**Task to carry out:**
List each line below that contains the word "black".

*** Excerpted records ***

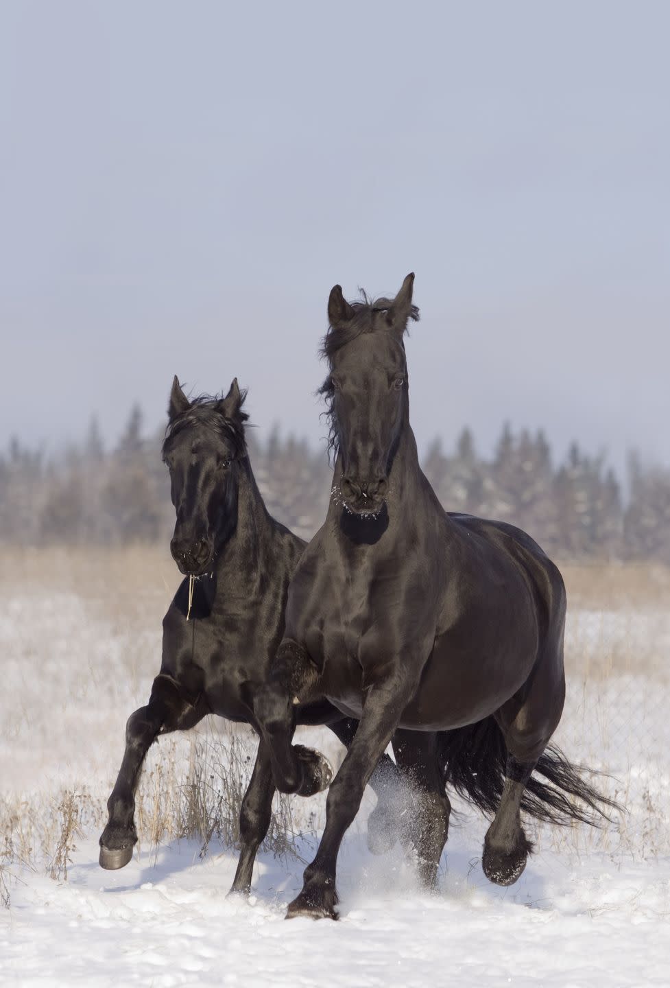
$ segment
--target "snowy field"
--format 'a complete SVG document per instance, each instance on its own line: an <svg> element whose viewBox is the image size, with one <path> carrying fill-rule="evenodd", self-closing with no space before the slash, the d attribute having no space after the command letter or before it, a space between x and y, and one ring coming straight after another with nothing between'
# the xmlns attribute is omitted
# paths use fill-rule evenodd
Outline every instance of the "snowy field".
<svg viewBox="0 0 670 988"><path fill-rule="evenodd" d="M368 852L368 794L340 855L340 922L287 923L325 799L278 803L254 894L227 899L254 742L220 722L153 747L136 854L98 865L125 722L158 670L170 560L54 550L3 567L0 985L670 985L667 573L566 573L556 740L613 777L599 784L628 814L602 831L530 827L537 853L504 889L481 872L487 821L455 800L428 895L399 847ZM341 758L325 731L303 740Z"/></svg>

***
*** Excerpted records ***

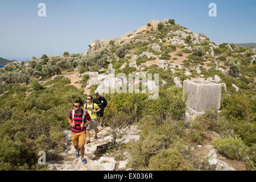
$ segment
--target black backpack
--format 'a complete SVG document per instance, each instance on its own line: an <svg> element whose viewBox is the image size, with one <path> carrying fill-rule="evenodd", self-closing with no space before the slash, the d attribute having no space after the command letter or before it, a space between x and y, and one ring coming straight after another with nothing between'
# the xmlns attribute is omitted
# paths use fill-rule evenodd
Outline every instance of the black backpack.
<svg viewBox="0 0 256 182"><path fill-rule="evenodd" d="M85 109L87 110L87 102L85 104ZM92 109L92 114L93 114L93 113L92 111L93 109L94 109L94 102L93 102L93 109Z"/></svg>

***
*** Excerpted records ***

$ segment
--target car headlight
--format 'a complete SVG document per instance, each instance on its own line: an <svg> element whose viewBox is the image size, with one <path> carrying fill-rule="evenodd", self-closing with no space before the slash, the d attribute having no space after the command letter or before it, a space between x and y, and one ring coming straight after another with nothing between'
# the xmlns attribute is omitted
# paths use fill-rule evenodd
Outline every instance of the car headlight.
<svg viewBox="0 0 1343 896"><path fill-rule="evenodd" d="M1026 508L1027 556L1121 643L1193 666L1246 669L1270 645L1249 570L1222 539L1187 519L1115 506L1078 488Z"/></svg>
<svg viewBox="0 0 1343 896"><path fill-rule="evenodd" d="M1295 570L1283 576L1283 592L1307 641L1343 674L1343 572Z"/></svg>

***

**Response to the exercise:**
--target black backpack
Outline every instance of the black backpack.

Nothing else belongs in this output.